= Excerpted passage =
____
Gemini 2.5 Flash Native Audio API for realtime voice sessions
Gemini Vision models for asynchronous visual validation and tool-driven decisions
Ephemeral token minting pattern for secure, temporary session establishment

System design in one sentence

The mobile app speaks directly to Gemini Live for low latency, but every single game mutation is executed and validated by the backend via explicit tool calls.

That pattern protects consistency and enables aggressive anti-abuse controls while preserving a realtime, magical feel.

Realtime flow: from speech to game state

User starts a live round in the app.
App requests an ephemeral token from the Fastify API.
API mints a short-lived token and returns it.
App opens a direct WebSocket session to Gemini Live.
The model emits a tool intent (e.g., grade_answer, award_territory).
App forwards the tool call to our /live/tool-execute endpoint.
Backend validates the input with Zod, checks caps/limits, updates Firestore, and writes an audit log.
Backend returns the authoritative result payload.
____
Stored items:
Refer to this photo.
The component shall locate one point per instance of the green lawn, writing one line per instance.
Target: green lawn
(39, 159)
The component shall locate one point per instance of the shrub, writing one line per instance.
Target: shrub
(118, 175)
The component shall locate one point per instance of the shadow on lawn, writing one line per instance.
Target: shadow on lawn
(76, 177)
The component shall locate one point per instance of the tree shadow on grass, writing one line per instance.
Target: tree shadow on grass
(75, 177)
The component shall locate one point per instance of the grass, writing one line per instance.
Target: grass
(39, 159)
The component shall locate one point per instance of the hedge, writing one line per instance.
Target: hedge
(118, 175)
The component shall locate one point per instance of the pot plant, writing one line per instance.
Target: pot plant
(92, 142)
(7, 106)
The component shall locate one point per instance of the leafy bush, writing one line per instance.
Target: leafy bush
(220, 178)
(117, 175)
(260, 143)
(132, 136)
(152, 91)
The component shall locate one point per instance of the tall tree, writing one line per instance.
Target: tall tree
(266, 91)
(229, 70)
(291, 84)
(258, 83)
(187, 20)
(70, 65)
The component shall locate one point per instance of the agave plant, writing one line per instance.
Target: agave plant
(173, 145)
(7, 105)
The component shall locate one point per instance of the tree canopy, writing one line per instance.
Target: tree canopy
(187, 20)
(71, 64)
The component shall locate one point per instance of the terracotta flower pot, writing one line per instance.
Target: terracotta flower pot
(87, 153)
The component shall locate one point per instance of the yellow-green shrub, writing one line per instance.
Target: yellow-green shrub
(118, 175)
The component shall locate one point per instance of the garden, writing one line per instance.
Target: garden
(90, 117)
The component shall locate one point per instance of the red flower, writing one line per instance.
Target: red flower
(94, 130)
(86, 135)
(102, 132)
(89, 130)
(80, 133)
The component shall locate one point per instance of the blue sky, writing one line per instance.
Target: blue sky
____
= What needs to be done =
Copy out the entire passage on the Gemini Live game design, word for word. None of this data is needed.

= Response to this exercise =
Gemini 2.5 Flash Native Audio API for realtime voice sessions
Gemini Vision models for asynchronous visual validation and tool-driven decisions
Ephemeral token minting pattern for secure, temporary session establishment

System design in one sentence

The mobile app speaks directly to Gemini Live for low latency, but every single game mutation is executed and validated by the backend via explicit tool calls.

That pattern protects consistency and enables aggressive anti-abuse controls while preserving a realtime, magical feel.

Realtime flow: from speech to game state

User starts a live round in the app.
App requests an ephemeral token from the Fastify API.
API mints a short-lived token and returns it.
App opens a direct WebSocket session to Gemini Live.
The model emits a tool intent (e.g., grade_answer, award_territory).
App forwards the tool call to our /live/tool-execute endpoint.
Backend validates the input with Zod, checks caps/limits, updates Firestore, and writes an audit log.
Backend returns the authoritative result payload.